SET TASK ->
Can you carry on the Paul Pleiger biography below, picking up right after its final sentence?

==== READING PASSAGE ====

Paul Pleiger (28 September 1899, in Buchholz, now part of Witten, Westphalia – 22 July 1985, in Hattingen) was a German state adviser and corporate general director.

The miner's son underwent training as an engineer and soon afterwards established himself as a small-scale entrepreneur and machine factory owner. He later created Paul Pleiger Handelsgesellschaft in 1952, specializing in the manufacturing of polyurethane cast elastomers for Bayer's Vulkollan.

Quite early on – the exact date has been lost – he joined the NSDAP. For the Party, Pleiger functioned as a Gau economic adviser in the Gau of Westphalia-South (Westfalen-Süd), before he was summoned to the Raw Materials Office in Berlin in 1934.

In 1937, Hermann Göring transferred to Pleiger the management of the Reichswerke AG für Erzbergbau und Eisenhütten "Hermann Göring", commonly known as the Reichswerke Hermann GörIng, an industrial establishment dealing in ore mining and iron, which was huge but unprofitable, but nevertheless deemed necessary to further Germany's growth and power. In 1941, Pleiger became Reich commissioner for Nazi Germany's coal supply, and in 1942 "Reich Commissioner for the Whole Economy of the East".

==== EXTRACTED ENTRIES ====

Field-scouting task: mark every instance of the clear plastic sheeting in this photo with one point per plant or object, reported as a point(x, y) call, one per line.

====
==== EXTRACTED ENTRIES ====

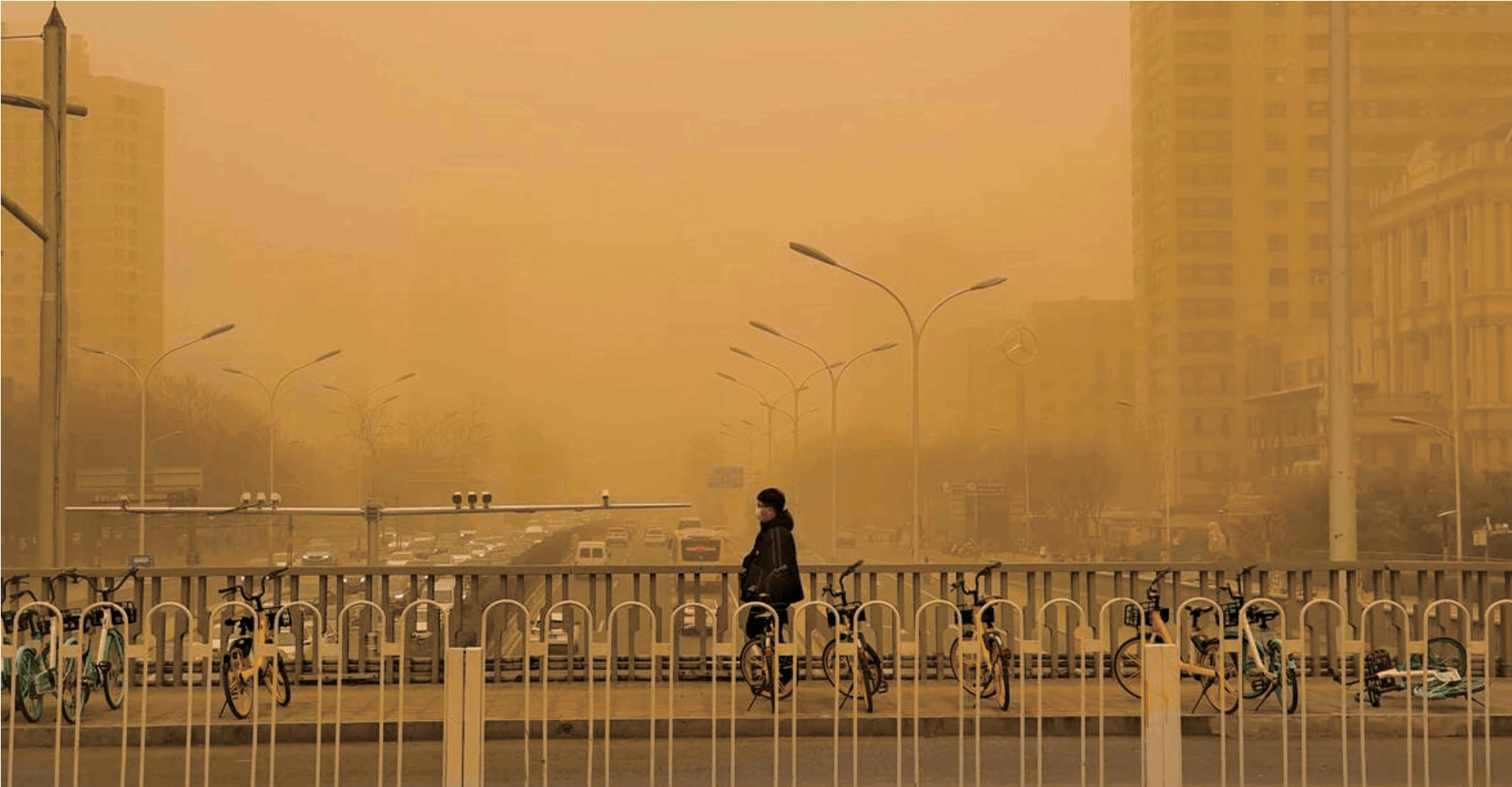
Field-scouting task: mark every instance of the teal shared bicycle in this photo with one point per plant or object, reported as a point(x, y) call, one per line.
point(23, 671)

====
==== EXTRACTED ENTRIES ====

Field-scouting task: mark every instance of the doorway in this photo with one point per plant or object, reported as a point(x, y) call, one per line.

====

REPLY TO THE EXERCISE ->
In the Ministries Trial at Nuremberg, Pleiger was convicted and sentenced to 15 years in prison in 1949.  He was released from prison in 1951. One of his lawyers was Robert Servatius, who had defended Fritz Sauckel in the Nuremberg trials of the main war criminals, Karl Brandt in the Doctors' trial and later also Adolf Eichmann.

As General Director of the Hermann Göring Reich Works, Pleiger was one of the Third Reich's most influential economic functionaries and state entrepreneurs. As Reich Commissioner for the Eastern Economy, along with his position at the Göring Works, he was jointly responsible for the exploitation of people and material from Nazi-occupied lands.

After his retirement from the company he founded,  operations continued under the direction of his son Dr. Paul Pleiger, Jr., who died in an automobile accident in 1983.  His company would later see expansions to South Korea, Germany, and the United States.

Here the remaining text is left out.